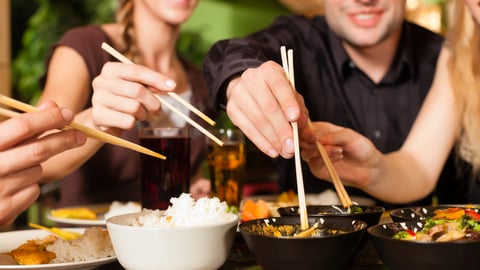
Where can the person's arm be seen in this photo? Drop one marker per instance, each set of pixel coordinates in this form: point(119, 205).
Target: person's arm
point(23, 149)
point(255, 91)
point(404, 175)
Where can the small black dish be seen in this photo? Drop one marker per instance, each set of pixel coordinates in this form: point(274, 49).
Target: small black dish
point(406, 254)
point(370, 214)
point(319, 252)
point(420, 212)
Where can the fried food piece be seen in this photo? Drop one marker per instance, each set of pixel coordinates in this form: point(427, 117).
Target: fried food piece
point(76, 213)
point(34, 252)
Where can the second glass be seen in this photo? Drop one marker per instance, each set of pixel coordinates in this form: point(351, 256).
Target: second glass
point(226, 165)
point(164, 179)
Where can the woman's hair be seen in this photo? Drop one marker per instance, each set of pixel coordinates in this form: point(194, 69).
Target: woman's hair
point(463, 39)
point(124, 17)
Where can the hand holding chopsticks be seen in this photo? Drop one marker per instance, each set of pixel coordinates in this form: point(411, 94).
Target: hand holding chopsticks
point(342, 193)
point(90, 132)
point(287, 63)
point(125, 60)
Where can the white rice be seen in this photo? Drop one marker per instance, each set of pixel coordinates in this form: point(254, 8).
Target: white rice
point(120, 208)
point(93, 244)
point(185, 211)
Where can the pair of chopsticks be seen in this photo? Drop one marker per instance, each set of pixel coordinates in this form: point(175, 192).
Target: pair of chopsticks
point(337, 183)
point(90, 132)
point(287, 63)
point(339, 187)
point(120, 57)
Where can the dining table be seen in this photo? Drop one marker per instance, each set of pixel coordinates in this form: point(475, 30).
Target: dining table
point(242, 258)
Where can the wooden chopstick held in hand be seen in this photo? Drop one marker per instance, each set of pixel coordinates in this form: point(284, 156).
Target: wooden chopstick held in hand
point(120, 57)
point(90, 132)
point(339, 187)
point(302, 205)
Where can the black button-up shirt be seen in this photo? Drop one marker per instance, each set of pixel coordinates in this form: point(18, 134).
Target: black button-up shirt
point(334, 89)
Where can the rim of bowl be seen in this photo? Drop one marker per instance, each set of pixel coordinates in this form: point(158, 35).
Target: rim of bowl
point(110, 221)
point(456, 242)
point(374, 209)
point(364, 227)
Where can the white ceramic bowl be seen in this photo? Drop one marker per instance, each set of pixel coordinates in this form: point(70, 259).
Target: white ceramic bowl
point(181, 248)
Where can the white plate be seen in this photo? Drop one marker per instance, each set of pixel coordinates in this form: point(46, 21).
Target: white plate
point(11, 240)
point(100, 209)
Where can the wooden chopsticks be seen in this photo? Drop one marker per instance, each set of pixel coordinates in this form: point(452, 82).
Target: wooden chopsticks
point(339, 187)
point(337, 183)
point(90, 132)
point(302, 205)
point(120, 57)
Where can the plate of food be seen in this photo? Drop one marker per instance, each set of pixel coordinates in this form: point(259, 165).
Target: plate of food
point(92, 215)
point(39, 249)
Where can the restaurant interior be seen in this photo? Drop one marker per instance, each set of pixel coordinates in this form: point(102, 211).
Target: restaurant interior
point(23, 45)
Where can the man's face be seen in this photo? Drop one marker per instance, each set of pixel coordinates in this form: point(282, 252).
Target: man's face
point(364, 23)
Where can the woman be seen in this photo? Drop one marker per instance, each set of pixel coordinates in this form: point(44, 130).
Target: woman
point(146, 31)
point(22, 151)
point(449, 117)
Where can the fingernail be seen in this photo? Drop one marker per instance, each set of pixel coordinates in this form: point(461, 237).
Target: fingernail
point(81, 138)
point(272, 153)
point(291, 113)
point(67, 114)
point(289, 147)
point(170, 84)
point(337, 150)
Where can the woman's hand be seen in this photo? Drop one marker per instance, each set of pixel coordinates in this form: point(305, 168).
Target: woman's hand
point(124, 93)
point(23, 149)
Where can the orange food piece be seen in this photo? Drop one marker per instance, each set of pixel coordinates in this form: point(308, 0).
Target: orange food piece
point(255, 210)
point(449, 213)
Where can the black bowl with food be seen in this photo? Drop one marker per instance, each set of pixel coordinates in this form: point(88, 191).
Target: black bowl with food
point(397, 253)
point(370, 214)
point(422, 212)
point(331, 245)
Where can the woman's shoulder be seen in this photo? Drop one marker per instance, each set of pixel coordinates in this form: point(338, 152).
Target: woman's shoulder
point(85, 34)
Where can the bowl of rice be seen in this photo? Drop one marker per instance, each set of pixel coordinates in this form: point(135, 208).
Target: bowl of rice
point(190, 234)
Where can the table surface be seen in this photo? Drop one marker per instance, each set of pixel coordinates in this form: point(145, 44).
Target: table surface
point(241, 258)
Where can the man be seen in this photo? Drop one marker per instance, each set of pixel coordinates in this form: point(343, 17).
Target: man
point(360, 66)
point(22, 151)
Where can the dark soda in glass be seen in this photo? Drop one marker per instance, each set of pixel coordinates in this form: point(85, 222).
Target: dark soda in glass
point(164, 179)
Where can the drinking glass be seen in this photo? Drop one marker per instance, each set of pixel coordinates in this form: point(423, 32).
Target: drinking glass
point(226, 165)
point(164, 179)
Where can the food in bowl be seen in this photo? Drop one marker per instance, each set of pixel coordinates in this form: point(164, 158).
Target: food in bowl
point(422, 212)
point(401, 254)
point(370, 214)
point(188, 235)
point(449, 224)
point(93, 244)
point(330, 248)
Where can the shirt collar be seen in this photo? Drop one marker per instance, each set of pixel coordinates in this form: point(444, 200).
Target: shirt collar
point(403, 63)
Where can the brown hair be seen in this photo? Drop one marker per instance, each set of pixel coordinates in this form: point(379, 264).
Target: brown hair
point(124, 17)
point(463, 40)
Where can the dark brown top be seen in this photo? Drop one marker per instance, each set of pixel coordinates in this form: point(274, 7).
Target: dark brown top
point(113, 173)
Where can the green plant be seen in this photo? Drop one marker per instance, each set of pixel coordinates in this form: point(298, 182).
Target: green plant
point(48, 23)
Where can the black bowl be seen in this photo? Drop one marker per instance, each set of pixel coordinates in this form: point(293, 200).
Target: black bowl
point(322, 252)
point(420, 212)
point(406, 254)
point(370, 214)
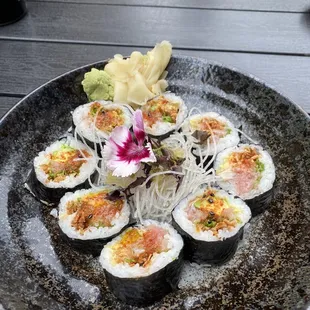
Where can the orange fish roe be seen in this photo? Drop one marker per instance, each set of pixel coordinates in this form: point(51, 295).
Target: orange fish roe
-- -- --
— Aim —
Copy every line of the items from the line with "Where can the woman be" up to and including the line with "point(190, 234)". Change only the answer coordinates: multiply each one by 0.2 and round it to a whole number, with halves rounded up, and leave every other number as it is.

— Result —
Where can the woman be seen in this photo? Drop one marker per instance, each set of pixel coordinates in this form: point(44, 130).
Target: woman
point(29, 6)
point(4, 30)
point(90, 23)
Where can the fingernail be seen in this photo? Drop one marker per instance, each set of pixel coordinates in this form: point(461, 237).
Target: fingernail
point(16, 28)
point(54, 31)
point(58, 23)
point(13, 23)
point(58, 29)
point(34, 17)
point(67, 30)
Where can the woman's hand be seen in this photo? Drop one marker per instance, each set of pixel coordinates in this form: point(305, 168).
Target: woman's hand
point(25, 19)
point(5, 30)
Where can the orange food piece be seen in this photo? Drop one marker per instance, each set of pixel coordinates in this form: point(308, 0).
Target: orange food piece
point(51, 42)
point(90, 43)
Where can the black bowl with food be seen in this photo? Drop one marker per instance, each set of pixel coordinates in this form: point(88, 191).
Target: black bowl with food
point(79, 51)
point(74, 43)
point(84, 42)
point(66, 49)
Where can the woman's shoulder be seen in this photo? Drop one marker per instance, each set of pixel coordinates in this form: point(338, 152).
Target: woman's shoulder
point(17, 7)
Where can the bowl of rice be seen in this photo? Drop one marker per instance, each set of pixel coordinates in this form: point(135, 208).
Target: bowl of rice
point(38, 47)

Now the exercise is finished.